▶ Отрывок:
Но что читает ум? Холодную схему, бездушный мировой скелет, бесстрастную этажерку, ничего не знающую о боли, страданиях и счастьи, о безнадежности и, все-таки, надежде. Ум читает мир по книге холодного оптимума, ничем не волнуемого единственно по причине отсутствия в нем жизни.
Ницше сказал: «Мир — трагедия лучших, драма слабых и комедия мерзавцев».
Но трагедия — это и есть максимализм. Где нет требования духовного максимума, там невозможна трагедия, туда и драма не умещается своим «излишним» проблематизмом. Трагедия лучших — это и есть требование максимума даже через невозможность его достичь, а драма слабых — это трусливое прозябание вдали от «крайностей», в тепленькой умственной середине, которая не ведает максимумов, которая знает лишь оптимум удобного и кастрированного равновесия, того сиюминутного здешнемирного равновесия, которое не стòит и самого себя. В умственной середине спокойно, — ум не тревожит требованием максимума, ибо не способен убедить себя в его нужности. Ум не может и знать максимума, а лишь в лучшем случае видеть его как отвлеченную ирреальность, как логически необоснованное излишество, как помешательство.
Ум не слышит Божьих велений.
«...лишь ...видеть». Но видеть не есть знать. Знание дается только глубокой внутренней необходимости. Знание есть нужда.
Душа и сердце имеют прямую нужду в максимуме и прямое знание его.
* * *
Очень остро преломляется проблема духовного максимализма в культуре, и в частности, в отношениях культурного профессионализма и культурного «любительства».

▶ Состав материала:
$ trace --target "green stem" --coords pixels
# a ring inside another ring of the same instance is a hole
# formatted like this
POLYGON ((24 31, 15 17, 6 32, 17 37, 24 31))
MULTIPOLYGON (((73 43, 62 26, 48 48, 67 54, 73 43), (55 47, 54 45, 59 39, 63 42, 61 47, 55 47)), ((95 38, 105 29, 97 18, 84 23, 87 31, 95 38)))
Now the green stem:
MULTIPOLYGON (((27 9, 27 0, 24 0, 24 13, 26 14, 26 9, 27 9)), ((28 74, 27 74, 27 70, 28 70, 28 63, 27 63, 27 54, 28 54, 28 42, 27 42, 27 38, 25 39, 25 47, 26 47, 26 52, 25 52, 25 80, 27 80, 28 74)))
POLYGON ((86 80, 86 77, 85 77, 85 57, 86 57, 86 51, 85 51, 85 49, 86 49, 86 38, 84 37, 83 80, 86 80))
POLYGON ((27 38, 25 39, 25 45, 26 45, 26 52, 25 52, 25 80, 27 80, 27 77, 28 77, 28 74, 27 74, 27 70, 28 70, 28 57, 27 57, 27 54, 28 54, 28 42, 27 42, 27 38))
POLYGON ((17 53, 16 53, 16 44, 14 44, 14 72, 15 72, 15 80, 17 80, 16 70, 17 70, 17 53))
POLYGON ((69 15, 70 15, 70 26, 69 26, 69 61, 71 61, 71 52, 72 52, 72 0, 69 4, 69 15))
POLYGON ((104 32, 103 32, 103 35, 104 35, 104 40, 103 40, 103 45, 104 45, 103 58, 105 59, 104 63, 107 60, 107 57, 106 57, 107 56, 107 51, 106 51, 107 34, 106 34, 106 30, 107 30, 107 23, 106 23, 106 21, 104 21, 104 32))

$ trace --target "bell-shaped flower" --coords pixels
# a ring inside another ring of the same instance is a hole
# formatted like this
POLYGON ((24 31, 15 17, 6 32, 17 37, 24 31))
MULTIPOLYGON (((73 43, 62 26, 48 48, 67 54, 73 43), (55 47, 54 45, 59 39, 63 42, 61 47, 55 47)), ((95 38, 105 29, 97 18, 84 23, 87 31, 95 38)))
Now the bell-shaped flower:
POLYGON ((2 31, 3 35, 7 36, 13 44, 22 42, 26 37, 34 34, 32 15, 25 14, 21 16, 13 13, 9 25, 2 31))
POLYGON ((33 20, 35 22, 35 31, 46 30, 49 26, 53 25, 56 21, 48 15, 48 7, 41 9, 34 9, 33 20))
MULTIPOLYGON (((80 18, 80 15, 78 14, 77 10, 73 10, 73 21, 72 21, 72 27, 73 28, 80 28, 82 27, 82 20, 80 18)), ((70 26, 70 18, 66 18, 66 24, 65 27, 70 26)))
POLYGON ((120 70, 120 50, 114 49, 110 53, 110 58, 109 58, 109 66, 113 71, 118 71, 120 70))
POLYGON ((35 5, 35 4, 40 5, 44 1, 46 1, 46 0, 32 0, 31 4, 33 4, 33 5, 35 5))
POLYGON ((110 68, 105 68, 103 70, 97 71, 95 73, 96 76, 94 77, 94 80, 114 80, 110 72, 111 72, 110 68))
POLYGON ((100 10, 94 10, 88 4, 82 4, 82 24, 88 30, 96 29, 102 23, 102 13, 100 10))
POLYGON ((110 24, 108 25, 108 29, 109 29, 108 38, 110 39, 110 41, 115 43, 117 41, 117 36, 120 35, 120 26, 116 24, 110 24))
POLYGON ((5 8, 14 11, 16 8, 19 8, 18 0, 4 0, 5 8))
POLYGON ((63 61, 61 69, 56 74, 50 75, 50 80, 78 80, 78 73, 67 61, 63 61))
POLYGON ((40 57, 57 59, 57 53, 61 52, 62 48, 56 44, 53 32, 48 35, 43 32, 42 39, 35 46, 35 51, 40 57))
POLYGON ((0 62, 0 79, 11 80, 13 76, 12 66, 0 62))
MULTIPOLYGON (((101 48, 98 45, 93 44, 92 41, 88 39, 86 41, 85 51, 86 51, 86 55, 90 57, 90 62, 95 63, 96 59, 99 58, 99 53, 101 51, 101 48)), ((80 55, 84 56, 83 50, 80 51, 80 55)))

* * *

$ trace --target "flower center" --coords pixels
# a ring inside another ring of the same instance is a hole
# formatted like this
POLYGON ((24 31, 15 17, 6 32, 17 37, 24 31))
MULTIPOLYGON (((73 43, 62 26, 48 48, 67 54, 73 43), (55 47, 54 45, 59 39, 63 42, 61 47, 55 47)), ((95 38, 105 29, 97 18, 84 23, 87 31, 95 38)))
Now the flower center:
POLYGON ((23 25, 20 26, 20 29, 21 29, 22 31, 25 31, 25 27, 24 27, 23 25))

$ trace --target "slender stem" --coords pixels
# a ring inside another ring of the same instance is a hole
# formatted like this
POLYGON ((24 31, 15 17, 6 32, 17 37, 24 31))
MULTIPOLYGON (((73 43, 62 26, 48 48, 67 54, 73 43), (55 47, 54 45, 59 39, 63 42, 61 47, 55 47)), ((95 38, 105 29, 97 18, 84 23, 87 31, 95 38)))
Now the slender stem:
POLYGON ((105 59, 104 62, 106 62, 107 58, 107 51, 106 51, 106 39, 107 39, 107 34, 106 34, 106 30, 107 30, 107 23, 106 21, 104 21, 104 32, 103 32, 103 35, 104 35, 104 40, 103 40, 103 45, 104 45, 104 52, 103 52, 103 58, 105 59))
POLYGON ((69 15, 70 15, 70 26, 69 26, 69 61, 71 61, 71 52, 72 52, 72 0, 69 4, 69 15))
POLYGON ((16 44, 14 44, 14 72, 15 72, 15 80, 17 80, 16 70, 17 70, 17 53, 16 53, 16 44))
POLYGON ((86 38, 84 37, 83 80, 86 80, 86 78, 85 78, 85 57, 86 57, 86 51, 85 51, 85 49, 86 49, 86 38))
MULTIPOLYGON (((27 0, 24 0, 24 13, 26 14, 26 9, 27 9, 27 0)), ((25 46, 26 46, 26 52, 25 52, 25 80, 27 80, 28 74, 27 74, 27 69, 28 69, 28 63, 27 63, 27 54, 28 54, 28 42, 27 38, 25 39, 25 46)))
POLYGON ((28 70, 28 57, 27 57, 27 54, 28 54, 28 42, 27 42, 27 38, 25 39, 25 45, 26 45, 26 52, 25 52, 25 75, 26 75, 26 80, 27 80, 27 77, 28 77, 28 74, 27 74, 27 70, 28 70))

--

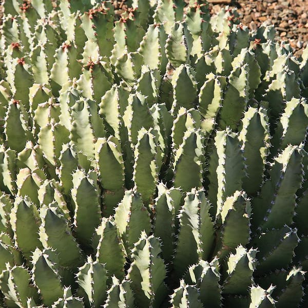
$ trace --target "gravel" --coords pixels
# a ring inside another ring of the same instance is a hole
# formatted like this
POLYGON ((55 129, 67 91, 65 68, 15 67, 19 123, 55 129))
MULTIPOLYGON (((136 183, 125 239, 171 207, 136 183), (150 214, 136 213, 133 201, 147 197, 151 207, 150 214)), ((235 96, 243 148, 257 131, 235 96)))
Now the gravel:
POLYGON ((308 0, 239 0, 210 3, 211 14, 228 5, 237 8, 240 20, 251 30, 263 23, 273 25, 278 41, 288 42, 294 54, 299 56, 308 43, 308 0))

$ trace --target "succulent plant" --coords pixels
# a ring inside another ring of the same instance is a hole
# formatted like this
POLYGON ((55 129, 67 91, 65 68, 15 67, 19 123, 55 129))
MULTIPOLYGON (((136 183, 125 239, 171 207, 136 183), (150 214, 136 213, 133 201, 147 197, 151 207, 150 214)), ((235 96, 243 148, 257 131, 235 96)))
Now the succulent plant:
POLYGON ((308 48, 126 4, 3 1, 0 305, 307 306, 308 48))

▶ Набор заданий:
**1.** В чем, согласно отрывку о духовном максимализме, душа и сердце имеют прямую нужду?
**2.** Продолжите отрывок о духовном максимализме, начав сразу после его последнего предложения.

▶ Ответы по заданиям:
**1.** В максимуме.

**2.**
Профессионал, т. е. «знающий», занимающийся систематически и «научно» какой-то областью духовной жизни, — музыкой, поэзией, — разбирающийся досконально в тонкостях и деталях, зачастую накапливает широкие умственные «знания», но утрачивает дар знания сердечного, которое есть всегда сроднение, избрание, любовное единение с избранным. Профессионал, как правило, — оптималист. Он и здесь, и там ...он нигде. Он уже не способен на отречение любви, он слишком мелочен и жаден, он не хочет упустить и «то», и «третье», ...потому что ведь и в «том», и в «третьем» тоже есть, на его просвещенный взгляд, нечто ценное, нечто привлекательное, нечто будоражащее его развитую ассоциативость и умственный вкус. Пресыщенность и импотенция, которые нам хорошо известны в их прямых психофизических проявлениях, способны парализовать и душу, сменившую яростность беззаветных избраний «любительства» на систематизм профессионалистского «знания и учета».
Любовь — это и отречение, т. е. однозначное избрание, пресекающее любую всеядность. Профессионал же как раз презирает «любителя» за максимализм «узких» пристрастий, оставляя за собой высокомерную «трезвость» широкого кругозора. Так мог бы Дон Жуан презирать Ромео.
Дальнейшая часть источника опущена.